___ VORGELEGTER ARTIKEL ___

Borussias Wiedersehen mit Favre Das Beste kommt zum Schluss

Mönchengladbach · Mönchengladbach trifft im Spitzenspiel auf Ex-Trainer Lucien Favre, der nun in Dortmund arbeitet. Für die Gladbacher wird es die Nagelprobe nach einer herausragenden Hinserie - und für die Fans das Treffen der beiden torgefährlichsten Teams der Liga.

 Borussia-Trainer Dieter Hecking.

Borussia-Trainer Dieter Hecking.

Foto: dpa/Tobias Hase

Wenn sich ein Roman-Autor oder Filmregisseur diese Geschichte ausgedacht hätte, hätte er bestenfalls ein schlappes Lächeln für seinen Entwurf geerntet. Einfach, weil alles viel zu konstruiert und unwahrscheinlich klingt. Borussia Mönchengladbach trifft erstmals in einem Pflichtspiel auf Lucien Favre, der sich zwischen Februar 2011 und September 2015 als Retter und Erwecker des Klubs verdient und aus einem Fast-Absteiger einen Europapokal-Teilnehmer gemacht hat. Nun ist der Schweizer Trainer bei der anderen Borussia, der aus Dortmund. Die ist Tabellenführer der Fußball-Bundesliga – vor Favres „Ex“, Mönchengladbach. Der Fußball spitzt die Dinge zuweilen zu bis ins Irreale.

___

§ **AUFGABE**:
Beantworte diese Fragen zum Artikel über Gladbachs Wiedersehen mit Favre:
1. In welchem Zeitraum hat sich Lucien Favre als Retter und Erwecker des Klubs verdient gemacht?
2. Wer wird im Artikel als Borussia-Trainer genannt?
3. Welchen Platz nimmt Dortmund in der Fußball-Bundesliga ein?
Die anschließenden Zeilen stammen aus einer anderen Quelle als der Artikel.

___ BEREITGESTELLTE ZEILEN ___

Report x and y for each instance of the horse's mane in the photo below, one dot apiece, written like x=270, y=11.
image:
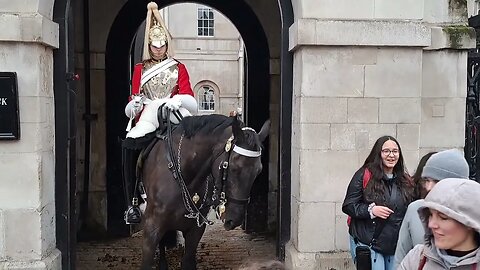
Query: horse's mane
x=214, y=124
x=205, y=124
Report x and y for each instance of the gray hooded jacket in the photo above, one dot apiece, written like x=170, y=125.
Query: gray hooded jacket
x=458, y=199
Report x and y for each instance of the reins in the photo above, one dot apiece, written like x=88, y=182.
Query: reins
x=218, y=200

___
___ BEREITGESTELLTE ZEILEN ___

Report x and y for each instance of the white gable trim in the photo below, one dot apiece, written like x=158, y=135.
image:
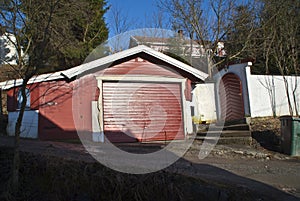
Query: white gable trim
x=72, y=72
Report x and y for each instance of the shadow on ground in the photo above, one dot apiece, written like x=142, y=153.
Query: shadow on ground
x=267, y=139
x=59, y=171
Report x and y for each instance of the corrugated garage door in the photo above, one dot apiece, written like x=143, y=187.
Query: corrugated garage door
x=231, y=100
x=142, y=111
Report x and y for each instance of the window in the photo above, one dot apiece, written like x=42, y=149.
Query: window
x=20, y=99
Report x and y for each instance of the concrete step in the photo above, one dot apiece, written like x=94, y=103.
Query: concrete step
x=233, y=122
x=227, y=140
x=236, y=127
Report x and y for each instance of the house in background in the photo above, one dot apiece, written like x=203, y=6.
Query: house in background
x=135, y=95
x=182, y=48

___

§ **LÖSUNG**:
1. Zwischen Februar 2011 und September 2015.
2. Dieter Hecking.
3. Dortmund ist Tabellenführer.